STUDY MATERIAL:
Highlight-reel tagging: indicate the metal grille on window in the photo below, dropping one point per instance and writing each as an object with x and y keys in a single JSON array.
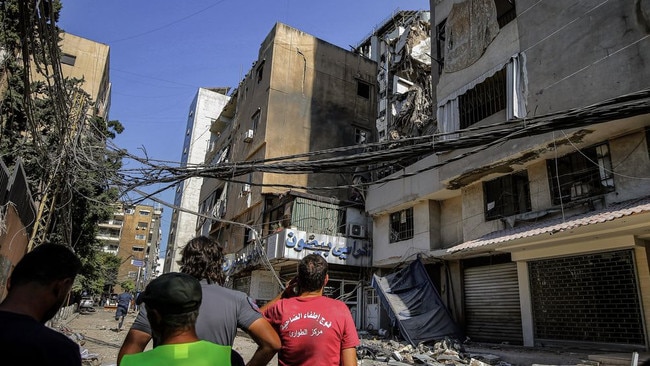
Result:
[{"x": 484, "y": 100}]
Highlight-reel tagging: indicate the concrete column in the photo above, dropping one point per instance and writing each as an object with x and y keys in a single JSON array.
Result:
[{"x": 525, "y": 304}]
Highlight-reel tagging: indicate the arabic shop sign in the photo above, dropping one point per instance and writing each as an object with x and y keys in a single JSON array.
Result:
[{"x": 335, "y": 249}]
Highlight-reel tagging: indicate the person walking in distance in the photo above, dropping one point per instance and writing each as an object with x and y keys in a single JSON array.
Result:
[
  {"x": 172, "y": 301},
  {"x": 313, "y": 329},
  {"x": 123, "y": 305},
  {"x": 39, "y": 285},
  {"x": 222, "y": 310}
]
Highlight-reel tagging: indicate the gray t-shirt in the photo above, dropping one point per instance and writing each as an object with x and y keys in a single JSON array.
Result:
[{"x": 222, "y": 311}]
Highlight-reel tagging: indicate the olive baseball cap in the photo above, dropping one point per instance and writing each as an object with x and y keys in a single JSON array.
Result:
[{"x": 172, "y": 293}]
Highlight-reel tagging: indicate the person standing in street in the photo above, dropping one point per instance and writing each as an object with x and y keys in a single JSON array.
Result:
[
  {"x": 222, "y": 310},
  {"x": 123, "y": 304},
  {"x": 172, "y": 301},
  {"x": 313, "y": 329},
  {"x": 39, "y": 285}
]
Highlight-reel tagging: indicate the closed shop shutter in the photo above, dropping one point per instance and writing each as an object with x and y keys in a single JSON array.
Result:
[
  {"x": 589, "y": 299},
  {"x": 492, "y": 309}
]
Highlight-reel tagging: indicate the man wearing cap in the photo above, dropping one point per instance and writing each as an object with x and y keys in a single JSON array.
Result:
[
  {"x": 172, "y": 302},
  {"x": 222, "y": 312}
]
---
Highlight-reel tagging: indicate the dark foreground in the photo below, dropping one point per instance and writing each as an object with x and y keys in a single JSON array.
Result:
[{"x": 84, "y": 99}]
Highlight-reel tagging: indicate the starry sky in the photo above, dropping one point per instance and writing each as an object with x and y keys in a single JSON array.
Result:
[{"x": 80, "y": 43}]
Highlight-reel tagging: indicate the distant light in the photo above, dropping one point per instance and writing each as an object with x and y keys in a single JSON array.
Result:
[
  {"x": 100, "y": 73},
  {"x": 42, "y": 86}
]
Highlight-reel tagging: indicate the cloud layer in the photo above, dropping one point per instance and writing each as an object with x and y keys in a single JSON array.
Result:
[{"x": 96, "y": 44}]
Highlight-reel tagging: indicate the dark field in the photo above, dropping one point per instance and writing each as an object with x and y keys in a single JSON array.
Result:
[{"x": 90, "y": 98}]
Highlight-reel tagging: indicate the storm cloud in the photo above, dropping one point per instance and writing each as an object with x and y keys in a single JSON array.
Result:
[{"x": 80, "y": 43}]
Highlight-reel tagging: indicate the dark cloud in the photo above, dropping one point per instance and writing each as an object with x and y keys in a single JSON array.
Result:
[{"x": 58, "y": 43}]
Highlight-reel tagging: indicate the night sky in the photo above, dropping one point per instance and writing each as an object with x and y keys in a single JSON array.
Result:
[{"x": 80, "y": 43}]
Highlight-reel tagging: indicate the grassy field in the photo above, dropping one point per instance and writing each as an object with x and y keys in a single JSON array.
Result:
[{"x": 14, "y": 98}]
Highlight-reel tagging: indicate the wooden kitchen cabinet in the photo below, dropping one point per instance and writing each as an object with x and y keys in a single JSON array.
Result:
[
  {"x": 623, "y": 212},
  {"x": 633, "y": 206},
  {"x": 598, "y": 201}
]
---
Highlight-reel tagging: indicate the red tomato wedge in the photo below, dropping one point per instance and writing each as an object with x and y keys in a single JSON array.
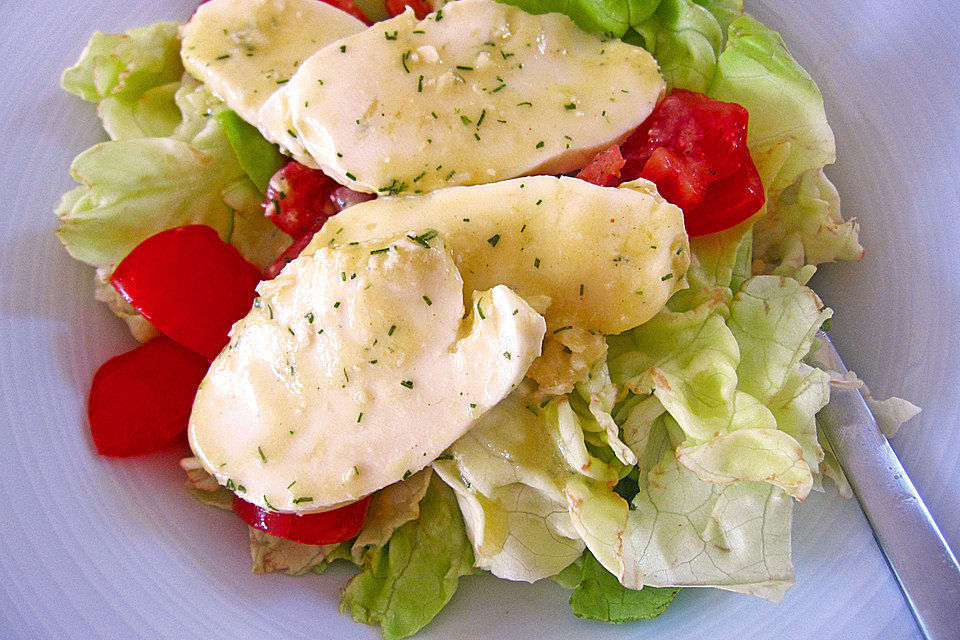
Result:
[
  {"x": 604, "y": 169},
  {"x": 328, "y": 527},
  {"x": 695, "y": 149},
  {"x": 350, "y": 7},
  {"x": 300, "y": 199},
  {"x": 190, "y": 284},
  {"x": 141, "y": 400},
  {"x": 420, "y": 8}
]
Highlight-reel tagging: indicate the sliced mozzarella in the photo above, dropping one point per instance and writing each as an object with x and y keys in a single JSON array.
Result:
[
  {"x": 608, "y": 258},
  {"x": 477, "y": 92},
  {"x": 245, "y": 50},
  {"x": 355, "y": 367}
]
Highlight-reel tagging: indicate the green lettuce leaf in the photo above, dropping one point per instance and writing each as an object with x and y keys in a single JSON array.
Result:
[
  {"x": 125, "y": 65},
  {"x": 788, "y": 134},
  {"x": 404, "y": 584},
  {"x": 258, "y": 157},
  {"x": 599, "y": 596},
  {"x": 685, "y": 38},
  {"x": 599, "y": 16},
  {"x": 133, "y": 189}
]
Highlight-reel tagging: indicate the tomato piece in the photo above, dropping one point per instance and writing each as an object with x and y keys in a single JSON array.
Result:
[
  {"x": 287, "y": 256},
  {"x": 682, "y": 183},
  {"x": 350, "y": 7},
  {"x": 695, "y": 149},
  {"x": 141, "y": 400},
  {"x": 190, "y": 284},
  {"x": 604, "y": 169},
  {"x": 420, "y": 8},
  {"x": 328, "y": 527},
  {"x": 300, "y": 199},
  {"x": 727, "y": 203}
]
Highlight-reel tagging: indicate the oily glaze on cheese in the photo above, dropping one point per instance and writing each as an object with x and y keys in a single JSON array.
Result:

AIM OF THE EXERCISE:
Once the line with "Highlight-reel tagging: indicate the metal" is found above, transcribe each line from it through the line with "Highlight-reel tagging: indicate the arabic", exactly, and omit the pictures.

ANSWER SPACE:
Highlight-reel tagging: indicate the metal grille on window in the photo below, dropping one point per instance and writing each as an object with x and y keys in a single JSON array.
Result:
[{"x": 484, "y": 100}]
Highlight-reel tagging: indicate the concrete column in the photo above, dropping one point per instance and writing each as an object with x and y keys in a single JSON array.
Result:
[{"x": 525, "y": 304}]
Highlight-reel tagging: indicate the arabic shop sign in the photo above, dropping one point per instance and writing each as an object with x and y keys in a single JSON array.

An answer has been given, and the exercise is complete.